> _PROVIDED ENTRIES_
[Start]
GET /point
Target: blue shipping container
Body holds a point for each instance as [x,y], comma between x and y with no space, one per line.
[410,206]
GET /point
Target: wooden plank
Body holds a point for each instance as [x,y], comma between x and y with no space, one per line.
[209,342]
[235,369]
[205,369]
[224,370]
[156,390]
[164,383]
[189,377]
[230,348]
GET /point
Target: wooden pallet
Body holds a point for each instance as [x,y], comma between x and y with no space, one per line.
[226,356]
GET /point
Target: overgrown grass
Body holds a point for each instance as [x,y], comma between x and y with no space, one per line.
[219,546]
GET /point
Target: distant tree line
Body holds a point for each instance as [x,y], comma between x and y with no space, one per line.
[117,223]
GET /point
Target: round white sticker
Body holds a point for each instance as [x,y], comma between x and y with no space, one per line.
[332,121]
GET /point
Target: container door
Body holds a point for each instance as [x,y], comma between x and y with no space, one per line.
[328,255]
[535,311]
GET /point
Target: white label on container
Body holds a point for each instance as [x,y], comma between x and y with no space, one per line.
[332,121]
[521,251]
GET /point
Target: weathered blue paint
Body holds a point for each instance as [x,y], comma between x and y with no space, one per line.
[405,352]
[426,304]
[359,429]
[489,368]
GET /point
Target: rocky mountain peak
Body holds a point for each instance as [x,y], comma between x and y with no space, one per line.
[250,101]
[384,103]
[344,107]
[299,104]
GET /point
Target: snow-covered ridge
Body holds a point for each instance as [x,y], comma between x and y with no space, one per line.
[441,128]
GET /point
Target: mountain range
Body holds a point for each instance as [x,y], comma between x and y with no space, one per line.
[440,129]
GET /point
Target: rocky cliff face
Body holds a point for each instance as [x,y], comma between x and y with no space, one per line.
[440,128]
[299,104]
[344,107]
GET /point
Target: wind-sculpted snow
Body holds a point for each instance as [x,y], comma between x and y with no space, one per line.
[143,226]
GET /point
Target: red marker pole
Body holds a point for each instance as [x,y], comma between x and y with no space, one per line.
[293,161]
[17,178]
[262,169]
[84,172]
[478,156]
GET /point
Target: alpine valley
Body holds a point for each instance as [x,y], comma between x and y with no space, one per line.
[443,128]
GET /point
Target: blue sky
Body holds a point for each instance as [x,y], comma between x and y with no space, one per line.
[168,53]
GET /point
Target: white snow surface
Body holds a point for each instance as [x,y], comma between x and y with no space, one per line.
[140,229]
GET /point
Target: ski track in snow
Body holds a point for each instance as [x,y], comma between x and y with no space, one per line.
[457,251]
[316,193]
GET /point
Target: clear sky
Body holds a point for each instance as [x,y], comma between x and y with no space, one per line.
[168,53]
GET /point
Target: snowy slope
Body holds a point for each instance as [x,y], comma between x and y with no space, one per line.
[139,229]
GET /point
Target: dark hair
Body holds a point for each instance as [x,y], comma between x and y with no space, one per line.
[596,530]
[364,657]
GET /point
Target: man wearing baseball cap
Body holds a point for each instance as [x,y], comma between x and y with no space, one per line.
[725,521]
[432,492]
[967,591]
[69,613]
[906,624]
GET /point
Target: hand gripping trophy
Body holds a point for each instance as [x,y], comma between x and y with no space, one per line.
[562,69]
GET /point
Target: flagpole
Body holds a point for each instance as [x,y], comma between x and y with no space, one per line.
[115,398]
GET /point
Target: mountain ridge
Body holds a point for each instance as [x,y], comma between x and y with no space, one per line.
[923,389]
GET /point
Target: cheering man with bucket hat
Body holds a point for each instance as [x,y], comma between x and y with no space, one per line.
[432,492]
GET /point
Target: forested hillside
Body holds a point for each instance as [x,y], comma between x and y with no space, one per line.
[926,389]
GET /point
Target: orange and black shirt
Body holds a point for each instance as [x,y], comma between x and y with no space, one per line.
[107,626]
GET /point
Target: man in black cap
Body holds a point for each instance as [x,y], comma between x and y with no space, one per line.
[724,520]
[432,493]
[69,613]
[End]
Type out the material again exactly as presented.

> _EXERCISE ANSWER_
GET /point
Target: blue shipping container
Body holds a point for each instance as [x,y], comma between x and y with no space, one per line.
[410,206]
GET /point
Target: wooden plank
Body holds a point for each instance as [x,y], comma between x and y with no space, one per line.
[209,342]
[235,369]
[205,369]
[224,370]
[156,390]
[164,383]
[189,377]
[230,348]
GET /point
Target: wooden pallet
Body holds a point for each instance as [x,y], comma between x and y with no space, one per line.
[226,356]
GET /point
Target: overgrown grass
Body holds a point for each instance as [x,y], comma between x and y with no space, one per line.
[219,546]
GET /point
Target: distant tree line
Body holds a point for each instance as [x,y], comma between x and y with no space, one per line.
[117,223]
GET /point
Target: round white sticker
Body holds a point for each instance as [x,y], comma between x and y with no space, one per line.
[332,121]
GET /point
Target: container door
Body holds a point for each instance as [x,y], comma between x and y with no space, one per line.
[328,255]
[535,311]
GET /point
Target: white label on container
Body holds a point for each instance as [x,y], comma between x and y with no space, one per line.
[332,121]
[521,251]
GET /point
Target: weathered blue paint
Body holds a point for each instance as [x,y], comma between x and y with no space, one per line.
[405,352]
[426,304]
[359,429]
[489,368]
GET /point
Target: rocky mountain peak
Body holds a point for each instance as [x,y], comma between x and y with no space, one per line.
[250,101]
[384,103]
[344,107]
[299,104]
GET /point
Target: snow-covered ridge
Body holds a point for each instance as [x,y], comma between x and y with no space, one per line.
[441,128]
GET /point
Target: mountain range
Body holds a point for each instance as [x,y], comma between x and y with no space, one per line.
[440,129]
GET /point
Target: rocky cliff face
Body holds a point for each instance as [x,y], comma between x and y with no space, one per line.
[440,128]
[299,104]
[344,107]
GET /point
Target: wind-sculpted snow
Body holds a point for each instance as [x,y], comma between x and y with no space, one per line.
[143,226]
GET /point
Target: red marker pole
Body holds a point for each instance as [x,y], comma between x and y with no space, one per line.
[293,161]
[17,178]
[262,169]
[84,172]
[478,156]
GET /point
Target: alpine valley
Body holds a point for each instance as [x,y], comma between x and y with no space, one per line.
[443,128]
GET /point
Target: blue sky
Body holds a point for each instance as [x,y], comma between x and y with no space, one per line.
[168,53]
GET /point
Target: white snow surface
Body holds a point for each instance as [x,y], comma between x and y with no space, one per line.
[140,229]
GET /point
Target: ski track in snow
Body holds a point for each instance as [x,y], comma between x and y with no space, one per line.
[457,251]
[316,193]
GET /point
Target: clear sky
Body holds a point for each instance as [x,y], comma between x and y with no space, one per line.
[168,53]
GET /point
Target: snowy slope
Body holds a point for each instance as [x,y], comma between x and y with no space, one per line.
[139,229]
GET /point
Target: dark hair
Body holds a point for each instance as [x,y], comma between x and y with no space, one per line.
[596,530]
[364,657]
GET /point
Target: man wearing baseball cap
Body holds a point for each instance as [x,y], comma between x and y with no space, one per line.
[725,521]
[432,492]
[967,591]
[69,613]
[906,624]
GET /point
Target: hand gripping trophy
Body holds a point for each instance as [x,y], comma between x and y with no space, one per line.
[562,69]
GET /point
Target: flagpole
Body holds a point for each instance as [x,y], comma between x and y with no space, one per line.
[115,398]
GET /point
Target: mountain ridge
Body holds a point for each instance as [x,y], comma between x and y with no space, one per line.
[923,389]
GET /point
Target: cheering man with bucket hat
Body holds a point for each instance as [x,y], comma between x and y with no space, one per line.
[432,492]
GET /point
Target: forested hillside
Body holds a point for each instance as [x,y], comma between x and y with no space, one per line.
[926,389]
GET /point
Target: orange and black shirt
Body holds a point for each instance as [x,y], comma between x and y with no space, one per line.
[107,626]
GET /point
Target: man in black cap
Body holds a point for each instance as [x,y], comma between x and y with no space, one per line.
[724,520]
[432,493]
[69,613]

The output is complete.